I hope not, because I hope that it is as apparent on your further review of this material as it was to me that that’s exactly what Congress said it was concerned about.

That was exactly what Congress wanted the Secretary to address, and that’s why it took the actions that it did to compel him to exercise the rights of the United States under these leases.

Now, I want to address briefly the suggestion–

Anthony M. Kennedy:

Before we leave this point, is it your position that, had Congress made this finding at the… as you call it, at the time the lease was negotiated, that it’s quite likely the oil companies still would have entered the lease?

Kent L. Jones:

–I have… I… the only… yes, because all that Congress said is, make a realistic review of these environmental issues.

That should have been–

Anthony M. Kennedy:

No, but you earlier said that it’s a finding that absolutely forecloses–

Kent L. Jones:

–No, no, no.

I’m sorry.

This… I need to get clear about this.

What is needed in order to conduct the review is a threat of harm.

Now, if the investigation of that threatened harm results in a finding that there’s a probable harm, then the Secretary may cancel the leases, and the leases… the moneys would be returned.

But if, investigating the threatened harm, there is no resulting finding of a probable harm, then the lease suspension is terminated, operations recommence and, under the regulations throughout this entire period the substantial rights of the lessee are protected by an automatic, rent-free extension of the lease for the period that the investigation is occurring.

Now, one of the things that Mobil says is, but there’s a 30-day approval period in the statute for exploration plans.

Well, that, I… I think they may have backed away from that here, because it’s quite clear in the legislative history and, indeed, in the text of the statute that that 30-day approval period, like any other period that applies under this statute, may be extended and suspended whenever the Government concludes that a suspension is warranted and that, of course, is exactly the reason that these leases were suspended by the United States.

▸ Available data
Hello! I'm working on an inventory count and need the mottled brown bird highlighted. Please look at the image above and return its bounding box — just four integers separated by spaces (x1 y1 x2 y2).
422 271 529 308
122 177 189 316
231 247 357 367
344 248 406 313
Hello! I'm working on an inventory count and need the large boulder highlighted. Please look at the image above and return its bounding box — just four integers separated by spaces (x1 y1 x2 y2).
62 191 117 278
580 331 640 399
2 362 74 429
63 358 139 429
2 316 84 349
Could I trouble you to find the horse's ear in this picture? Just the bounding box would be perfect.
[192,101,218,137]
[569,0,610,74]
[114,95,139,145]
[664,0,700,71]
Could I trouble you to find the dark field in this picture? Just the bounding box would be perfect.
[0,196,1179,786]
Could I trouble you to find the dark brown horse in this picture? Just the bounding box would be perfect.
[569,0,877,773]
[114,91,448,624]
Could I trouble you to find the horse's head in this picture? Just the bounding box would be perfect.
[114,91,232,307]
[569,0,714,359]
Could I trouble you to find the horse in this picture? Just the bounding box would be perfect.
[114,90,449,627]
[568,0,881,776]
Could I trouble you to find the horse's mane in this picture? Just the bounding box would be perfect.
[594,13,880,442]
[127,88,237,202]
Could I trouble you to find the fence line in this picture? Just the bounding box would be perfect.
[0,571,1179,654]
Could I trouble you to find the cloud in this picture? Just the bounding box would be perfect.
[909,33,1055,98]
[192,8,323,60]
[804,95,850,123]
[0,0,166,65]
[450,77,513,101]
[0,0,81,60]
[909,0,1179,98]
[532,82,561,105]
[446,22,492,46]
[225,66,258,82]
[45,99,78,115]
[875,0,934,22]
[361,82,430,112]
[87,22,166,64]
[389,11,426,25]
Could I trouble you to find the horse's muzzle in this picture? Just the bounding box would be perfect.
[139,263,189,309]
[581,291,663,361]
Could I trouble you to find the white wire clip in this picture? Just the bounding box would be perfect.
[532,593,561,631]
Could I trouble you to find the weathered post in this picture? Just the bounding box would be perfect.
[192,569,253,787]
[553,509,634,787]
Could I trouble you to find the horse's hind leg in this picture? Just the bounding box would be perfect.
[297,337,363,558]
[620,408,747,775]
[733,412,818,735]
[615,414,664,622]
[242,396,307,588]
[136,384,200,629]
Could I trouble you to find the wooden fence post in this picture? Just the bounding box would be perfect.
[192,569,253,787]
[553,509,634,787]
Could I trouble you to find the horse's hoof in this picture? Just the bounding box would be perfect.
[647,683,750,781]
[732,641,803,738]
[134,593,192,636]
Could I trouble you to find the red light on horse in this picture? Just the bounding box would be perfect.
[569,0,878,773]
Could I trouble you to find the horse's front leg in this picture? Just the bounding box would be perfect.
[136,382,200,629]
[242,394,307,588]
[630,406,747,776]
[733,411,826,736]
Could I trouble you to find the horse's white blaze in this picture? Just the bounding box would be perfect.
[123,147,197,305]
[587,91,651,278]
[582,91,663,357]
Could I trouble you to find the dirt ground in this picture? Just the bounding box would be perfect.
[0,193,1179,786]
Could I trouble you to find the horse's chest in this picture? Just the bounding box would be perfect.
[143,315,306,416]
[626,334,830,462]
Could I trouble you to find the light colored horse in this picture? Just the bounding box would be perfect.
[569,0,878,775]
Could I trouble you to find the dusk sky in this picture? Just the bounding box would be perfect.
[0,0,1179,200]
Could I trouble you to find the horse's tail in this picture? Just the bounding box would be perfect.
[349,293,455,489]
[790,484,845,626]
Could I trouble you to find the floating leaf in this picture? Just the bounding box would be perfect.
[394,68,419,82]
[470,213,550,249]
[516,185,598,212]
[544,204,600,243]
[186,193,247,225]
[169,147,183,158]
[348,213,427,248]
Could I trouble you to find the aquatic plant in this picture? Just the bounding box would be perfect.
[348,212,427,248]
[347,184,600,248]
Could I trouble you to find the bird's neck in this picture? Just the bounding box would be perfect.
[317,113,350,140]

▸ Brief A
Rewrite the entries from their first line through the line containing "2 316 84 349", replacing "large boulder" with "big rock" and changing nothing else. Return only those lines.
▸ Brief B
Continue the courtroom argument over the suspended leases from where it stops.

▸ Exercise response A
Hello! I'm working on an inventory count and need the mottled brown bird highlighted. Please look at the image above and return its bounding box — just four integers separated by spaces (x1 y1 x2 y2).
422 271 529 308
122 177 189 316
231 247 357 367
344 248 406 313
Hello! I'm working on an inventory count and need the big rock highlighted. Please look at the image above and return its bounding box — just four integers separated by spaces (x1 y1 x2 y2).
62 191 117 278
580 331 640 399
2 362 74 429
63 358 139 429
2 316 84 349

▸ Exercise response B
But even if Mobil could find a basis for saying that we’d breached the lease, they still would not be entitled to rescission unless they established that there was a material breach, one that, in the words of the Second Circuit in the Frank Felix case, goes to the root of the agreement and destroys its essential object and, plainly, Mobil can’t satisfy that requirement for two separate reasons.

The first is that time of performance is not the sort of thing that routinely in the eyes of the law is of the essence and, plainly, it was not of the essence here because the document itself authorizes suspensions for environmental studies to be conducted and protects the rights of the lessee while those are occurring by giving him rent-free extensions of the lease provisions.

Antonin Scalia:

–Well, I mean, you know, true, time is normally not of the essence, but that phrase means, you know, if you’re 1-minute late it’s no big deal.

It doesn’t mean that you can perform at an unreasonably late time and it’s okay, unless you’ve said you have to perform within a reasonable time.

Kent L. Jones:

I–

Antonin Scalia:

Reasonable time is of the essence, and if you have not approved these operations within the reasonable time that the contract envisioned, it seems to me you’re in breach of the contract.

Kent L. Jones:

–Like all other issues of materiality, ultimately you’re looking at a question that requires you to look at all the facts and circumstances, and my point is simply that the facts and circumstances of this lease are plainly that these kinds of suspensions are contemplated.

They are understood.

It’s known it’s going to happen.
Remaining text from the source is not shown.